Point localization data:
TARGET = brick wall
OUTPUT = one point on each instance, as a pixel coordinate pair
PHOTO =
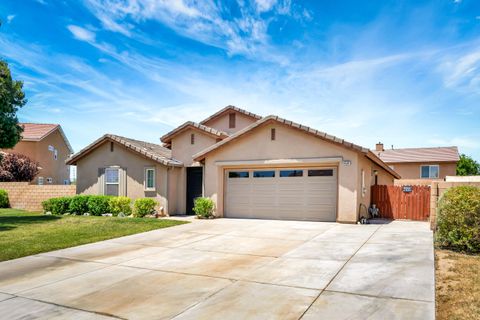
(437, 189)
(23, 195)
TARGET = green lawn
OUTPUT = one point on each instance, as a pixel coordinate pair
(24, 233)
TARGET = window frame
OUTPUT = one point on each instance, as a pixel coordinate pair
(145, 183)
(429, 171)
(232, 119)
(112, 183)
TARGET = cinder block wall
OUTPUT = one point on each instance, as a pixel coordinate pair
(438, 188)
(23, 195)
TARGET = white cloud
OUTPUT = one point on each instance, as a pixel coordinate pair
(81, 33)
(10, 18)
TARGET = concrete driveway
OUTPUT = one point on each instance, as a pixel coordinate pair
(232, 269)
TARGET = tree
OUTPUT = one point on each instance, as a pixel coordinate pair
(467, 166)
(17, 167)
(12, 98)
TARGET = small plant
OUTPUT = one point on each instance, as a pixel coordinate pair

ACTIVITY: Where a line of the records includes "TARGET", copy it.

ANSWER BOX:
TARGET = brick wall
TARGET = green lawn
TARGET = window frame
TARGET = cinder block wall
TARGET = white cloud
TARGET = concrete driveway
TARGET = tree
TARGET = small plant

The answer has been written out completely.